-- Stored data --
★ ★ ★ ★ ★ ★ ★
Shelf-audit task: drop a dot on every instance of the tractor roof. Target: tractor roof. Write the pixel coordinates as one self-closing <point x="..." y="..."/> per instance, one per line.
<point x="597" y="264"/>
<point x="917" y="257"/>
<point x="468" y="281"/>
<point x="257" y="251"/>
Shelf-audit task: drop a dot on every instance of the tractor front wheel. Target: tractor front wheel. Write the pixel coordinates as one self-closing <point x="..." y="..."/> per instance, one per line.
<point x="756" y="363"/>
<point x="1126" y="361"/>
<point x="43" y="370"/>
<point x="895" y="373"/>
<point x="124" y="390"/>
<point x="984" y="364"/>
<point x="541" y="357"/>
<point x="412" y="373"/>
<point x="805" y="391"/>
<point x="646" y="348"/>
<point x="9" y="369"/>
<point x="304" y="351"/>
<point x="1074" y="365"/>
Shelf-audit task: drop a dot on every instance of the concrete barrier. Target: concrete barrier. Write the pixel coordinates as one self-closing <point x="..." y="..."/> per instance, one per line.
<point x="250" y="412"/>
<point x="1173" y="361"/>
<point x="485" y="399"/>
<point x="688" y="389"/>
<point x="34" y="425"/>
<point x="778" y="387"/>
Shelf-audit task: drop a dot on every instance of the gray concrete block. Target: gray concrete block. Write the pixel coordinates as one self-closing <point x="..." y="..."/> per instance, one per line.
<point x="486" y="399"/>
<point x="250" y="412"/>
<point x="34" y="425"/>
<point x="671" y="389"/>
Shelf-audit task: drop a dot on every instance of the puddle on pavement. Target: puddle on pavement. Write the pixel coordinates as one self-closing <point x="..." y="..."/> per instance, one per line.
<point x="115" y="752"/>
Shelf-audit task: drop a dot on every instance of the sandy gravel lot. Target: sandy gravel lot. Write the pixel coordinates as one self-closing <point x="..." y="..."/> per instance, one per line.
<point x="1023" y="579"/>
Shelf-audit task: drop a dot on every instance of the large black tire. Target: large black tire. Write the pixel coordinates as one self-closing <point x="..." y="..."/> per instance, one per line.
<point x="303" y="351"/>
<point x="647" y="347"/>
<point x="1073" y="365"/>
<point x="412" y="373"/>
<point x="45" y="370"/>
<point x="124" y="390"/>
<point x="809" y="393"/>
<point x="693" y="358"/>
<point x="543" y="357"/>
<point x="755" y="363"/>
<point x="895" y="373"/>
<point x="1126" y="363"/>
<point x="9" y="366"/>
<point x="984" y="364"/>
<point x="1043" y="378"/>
★ ★ ★ ★ ★ ★ ★
-- Work instruction --
Transcribe every record above so that nothing differs from the original.

-- Output for this exercise --
Shelf-audit task: drop a dot on every instance of the tractor roof. Target: tractor roof. Write the pixel coordinates as one self-closing <point x="..." y="..."/> per instance, one per line.
<point x="597" y="264"/>
<point x="917" y="257"/>
<point x="468" y="281"/>
<point x="257" y="251"/>
Shelf-audit task: drop a dot on every instance of the tractor front wheel. Target: tractor front wheel. Write the pixel coordinates as one self-closing <point x="..." y="..."/> per instance, one per line.
<point x="756" y="363"/>
<point x="1126" y="361"/>
<point x="43" y="370"/>
<point x="895" y="373"/>
<point x="124" y="390"/>
<point x="984" y="364"/>
<point x="541" y="357"/>
<point x="412" y="373"/>
<point x="805" y="391"/>
<point x="646" y="348"/>
<point x="9" y="369"/>
<point x="304" y="351"/>
<point x="1074" y="365"/>
Shelf-audit task: drop a dot on every instance of the concrete barrier. Target: concrete barrier. Write the pixel coordinates as one self-closing <point x="..." y="..."/> per instance, one per line.
<point x="250" y="412"/>
<point x="1173" y="361"/>
<point x="485" y="399"/>
<point x="688" y="389"/>
<point x="34" y="425"/>
<point x="778" y="387"/>
Shelf-audit task: drop a dot on every instance of the gray concrete block. Target: gray concrete block. Write the pixel coordinates as one self-closing <point x="..." y="..."/> per instance, one per line.
<point x="486" y="399"/>
<point x="250" y="412"/>
<point x="34" y="425"/>
<point x="671" y="389"/>
Shelf-audit task: drop a dot on every instance of the puddle on pavement. Target: puddle on pavement. Write the pixel coordinates as one self-closing <point x="..." y="..."/> per instance, one per line.
<point x="115" y="752"/>
Shelf-audit task: drop a dot on every instance of the sandy gravel lot. Target: sandy gravel lot. Write the pixel coordinates as one self-closing <point x="..." y="..."/> per instance, one per line.
<point x="1023" y="579"/>
Shelf-audit task: drop a dot on every instance of the large black tire. Target: large black tire. Write the pixel coordinates as one self-closing <point x="..." y="..."/> per instance, one per line.
<point x="303" y="351"/>
<point x="647" y="347"/>
<point x="1073" y="365"/>
<point x="412" y="373"/>
<point x="45" y="370"/>
<point x="124" y="390"/>
<point x="809" y="393"/>
<point x="693" y="358"/>
<point x="543" y="357"/>
<point x="755" y="363"/>
<point x="895" y="373"/>
<point x="1126" y="363"/>
<point x="9" y="366"/>
<point x="984" y="364"/>
<point x="1043" y="378"/>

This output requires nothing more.